» **DATA FOR THIS EXERCISE**
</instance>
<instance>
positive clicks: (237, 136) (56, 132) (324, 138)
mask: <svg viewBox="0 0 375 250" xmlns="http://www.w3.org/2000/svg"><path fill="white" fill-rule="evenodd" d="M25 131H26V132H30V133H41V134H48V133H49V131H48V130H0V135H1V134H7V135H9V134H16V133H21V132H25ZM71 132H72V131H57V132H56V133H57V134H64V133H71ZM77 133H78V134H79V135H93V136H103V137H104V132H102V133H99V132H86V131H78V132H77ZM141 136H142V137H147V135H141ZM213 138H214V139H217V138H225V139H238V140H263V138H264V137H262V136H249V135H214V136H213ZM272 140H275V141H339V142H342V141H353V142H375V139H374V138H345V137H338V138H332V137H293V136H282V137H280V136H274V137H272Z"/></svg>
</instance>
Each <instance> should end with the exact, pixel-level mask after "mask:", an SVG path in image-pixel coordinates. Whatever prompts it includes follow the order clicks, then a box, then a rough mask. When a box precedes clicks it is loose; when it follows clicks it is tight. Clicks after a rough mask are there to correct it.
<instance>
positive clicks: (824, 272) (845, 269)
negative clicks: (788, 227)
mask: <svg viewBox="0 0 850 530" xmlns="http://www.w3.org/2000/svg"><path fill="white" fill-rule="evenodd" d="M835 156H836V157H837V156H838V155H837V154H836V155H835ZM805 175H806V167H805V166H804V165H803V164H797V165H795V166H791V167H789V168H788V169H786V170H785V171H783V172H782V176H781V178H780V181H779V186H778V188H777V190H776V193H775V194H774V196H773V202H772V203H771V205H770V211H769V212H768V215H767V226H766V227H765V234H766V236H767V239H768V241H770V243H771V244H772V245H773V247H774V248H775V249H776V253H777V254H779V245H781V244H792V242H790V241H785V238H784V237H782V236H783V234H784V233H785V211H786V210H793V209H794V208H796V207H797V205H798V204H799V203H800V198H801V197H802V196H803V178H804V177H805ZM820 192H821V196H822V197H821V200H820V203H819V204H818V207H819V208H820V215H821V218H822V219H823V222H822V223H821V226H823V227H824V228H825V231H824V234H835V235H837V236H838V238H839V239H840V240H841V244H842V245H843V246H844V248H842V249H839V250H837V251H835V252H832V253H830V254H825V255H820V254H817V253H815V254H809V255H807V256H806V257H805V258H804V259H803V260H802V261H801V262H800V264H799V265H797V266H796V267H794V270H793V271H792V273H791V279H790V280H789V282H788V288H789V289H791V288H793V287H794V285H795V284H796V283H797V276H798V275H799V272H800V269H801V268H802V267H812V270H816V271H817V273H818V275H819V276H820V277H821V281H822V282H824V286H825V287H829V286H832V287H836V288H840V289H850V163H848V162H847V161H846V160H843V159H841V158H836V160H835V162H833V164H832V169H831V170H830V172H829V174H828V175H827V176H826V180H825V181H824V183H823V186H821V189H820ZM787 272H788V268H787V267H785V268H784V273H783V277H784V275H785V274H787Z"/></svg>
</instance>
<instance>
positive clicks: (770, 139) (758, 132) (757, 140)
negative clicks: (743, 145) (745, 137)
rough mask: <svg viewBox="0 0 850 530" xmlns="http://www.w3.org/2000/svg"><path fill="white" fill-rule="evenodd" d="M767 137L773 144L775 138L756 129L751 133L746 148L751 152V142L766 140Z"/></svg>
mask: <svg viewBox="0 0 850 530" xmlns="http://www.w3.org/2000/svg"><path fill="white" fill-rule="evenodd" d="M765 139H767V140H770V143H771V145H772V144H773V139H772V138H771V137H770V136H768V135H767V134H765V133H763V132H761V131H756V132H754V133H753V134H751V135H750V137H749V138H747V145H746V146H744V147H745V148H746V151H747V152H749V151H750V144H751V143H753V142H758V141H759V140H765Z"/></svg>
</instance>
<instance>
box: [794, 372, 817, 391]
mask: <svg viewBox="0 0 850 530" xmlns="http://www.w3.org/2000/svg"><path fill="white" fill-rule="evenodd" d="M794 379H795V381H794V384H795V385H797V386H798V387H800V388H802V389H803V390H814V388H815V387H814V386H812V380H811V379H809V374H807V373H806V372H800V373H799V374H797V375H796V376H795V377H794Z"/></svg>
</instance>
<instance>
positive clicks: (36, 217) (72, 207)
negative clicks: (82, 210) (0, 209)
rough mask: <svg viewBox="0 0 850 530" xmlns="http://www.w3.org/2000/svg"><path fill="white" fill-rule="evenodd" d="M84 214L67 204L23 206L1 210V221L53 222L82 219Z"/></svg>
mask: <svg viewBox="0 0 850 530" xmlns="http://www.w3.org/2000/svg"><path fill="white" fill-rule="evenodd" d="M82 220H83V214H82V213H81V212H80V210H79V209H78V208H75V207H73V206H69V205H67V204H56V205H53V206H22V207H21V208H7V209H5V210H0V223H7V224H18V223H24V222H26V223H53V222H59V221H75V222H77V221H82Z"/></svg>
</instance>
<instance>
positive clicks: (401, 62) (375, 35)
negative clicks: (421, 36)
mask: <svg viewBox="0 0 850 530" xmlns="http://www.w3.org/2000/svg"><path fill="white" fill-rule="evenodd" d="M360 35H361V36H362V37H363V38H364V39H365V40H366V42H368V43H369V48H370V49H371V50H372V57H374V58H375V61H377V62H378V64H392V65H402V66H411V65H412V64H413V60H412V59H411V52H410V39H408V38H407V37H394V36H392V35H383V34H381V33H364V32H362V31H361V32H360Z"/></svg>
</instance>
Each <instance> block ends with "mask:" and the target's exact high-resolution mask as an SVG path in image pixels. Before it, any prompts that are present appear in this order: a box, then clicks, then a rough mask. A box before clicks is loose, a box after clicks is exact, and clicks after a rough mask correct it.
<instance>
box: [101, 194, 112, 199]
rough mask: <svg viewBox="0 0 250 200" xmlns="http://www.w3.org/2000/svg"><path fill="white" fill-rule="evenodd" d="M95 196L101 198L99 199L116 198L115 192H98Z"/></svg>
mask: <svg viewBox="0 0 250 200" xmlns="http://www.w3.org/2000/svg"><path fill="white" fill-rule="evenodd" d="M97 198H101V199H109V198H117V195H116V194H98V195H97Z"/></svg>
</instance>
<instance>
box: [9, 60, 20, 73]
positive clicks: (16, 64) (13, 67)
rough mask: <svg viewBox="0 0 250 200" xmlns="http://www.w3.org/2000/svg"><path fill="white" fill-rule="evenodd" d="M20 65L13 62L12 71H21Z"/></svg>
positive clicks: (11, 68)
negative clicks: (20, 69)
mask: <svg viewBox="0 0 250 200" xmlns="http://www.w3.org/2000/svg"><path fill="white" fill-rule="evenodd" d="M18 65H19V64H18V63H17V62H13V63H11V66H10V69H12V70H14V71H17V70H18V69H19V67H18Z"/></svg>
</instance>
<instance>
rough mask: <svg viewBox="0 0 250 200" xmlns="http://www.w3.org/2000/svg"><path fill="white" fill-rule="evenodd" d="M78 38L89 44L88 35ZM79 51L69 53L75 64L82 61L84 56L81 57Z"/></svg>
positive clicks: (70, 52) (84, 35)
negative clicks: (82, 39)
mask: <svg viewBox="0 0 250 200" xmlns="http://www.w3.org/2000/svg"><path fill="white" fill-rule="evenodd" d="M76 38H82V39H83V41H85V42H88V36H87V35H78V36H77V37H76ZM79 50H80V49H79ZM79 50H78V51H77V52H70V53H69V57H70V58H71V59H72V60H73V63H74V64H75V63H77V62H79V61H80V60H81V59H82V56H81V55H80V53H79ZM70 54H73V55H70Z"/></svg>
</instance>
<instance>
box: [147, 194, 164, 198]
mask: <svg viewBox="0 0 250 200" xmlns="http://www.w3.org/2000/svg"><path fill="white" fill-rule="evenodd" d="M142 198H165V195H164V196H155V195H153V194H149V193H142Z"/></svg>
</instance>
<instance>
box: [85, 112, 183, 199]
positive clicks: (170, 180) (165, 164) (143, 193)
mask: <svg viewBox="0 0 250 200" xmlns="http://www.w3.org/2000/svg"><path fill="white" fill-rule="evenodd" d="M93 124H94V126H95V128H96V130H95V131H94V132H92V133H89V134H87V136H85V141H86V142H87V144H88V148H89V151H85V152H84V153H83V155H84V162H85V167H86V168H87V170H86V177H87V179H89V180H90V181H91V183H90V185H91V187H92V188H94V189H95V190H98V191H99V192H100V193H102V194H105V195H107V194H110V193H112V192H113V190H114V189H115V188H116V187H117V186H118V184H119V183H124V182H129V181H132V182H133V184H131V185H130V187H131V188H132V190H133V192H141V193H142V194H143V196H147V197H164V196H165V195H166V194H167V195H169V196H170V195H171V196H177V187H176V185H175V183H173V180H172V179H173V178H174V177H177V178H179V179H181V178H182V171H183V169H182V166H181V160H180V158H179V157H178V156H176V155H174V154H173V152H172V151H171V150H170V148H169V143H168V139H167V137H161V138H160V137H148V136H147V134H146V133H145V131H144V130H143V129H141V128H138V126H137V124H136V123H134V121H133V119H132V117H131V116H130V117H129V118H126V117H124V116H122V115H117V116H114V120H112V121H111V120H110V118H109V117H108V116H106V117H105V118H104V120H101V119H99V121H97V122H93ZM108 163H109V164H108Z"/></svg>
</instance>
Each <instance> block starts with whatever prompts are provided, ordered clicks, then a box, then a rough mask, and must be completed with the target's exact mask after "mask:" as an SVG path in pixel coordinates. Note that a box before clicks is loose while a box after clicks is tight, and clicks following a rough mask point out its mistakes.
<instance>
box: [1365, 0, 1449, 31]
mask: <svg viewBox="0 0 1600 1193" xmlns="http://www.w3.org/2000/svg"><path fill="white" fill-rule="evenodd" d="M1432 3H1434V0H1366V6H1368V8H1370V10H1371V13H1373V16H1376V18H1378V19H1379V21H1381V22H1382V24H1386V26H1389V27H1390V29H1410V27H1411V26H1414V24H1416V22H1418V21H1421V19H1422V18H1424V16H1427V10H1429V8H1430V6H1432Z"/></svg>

» **EXERCISE OBJECTIVE**
Retype the material word for word, starting at its first line and ending with the line that contains "positive clicks: (237, 136)".

» **RESPONSE TO THE EXERCISE**
</instance>
<instance>
positive clicks: (237, 136) (56, 132) (324, 138)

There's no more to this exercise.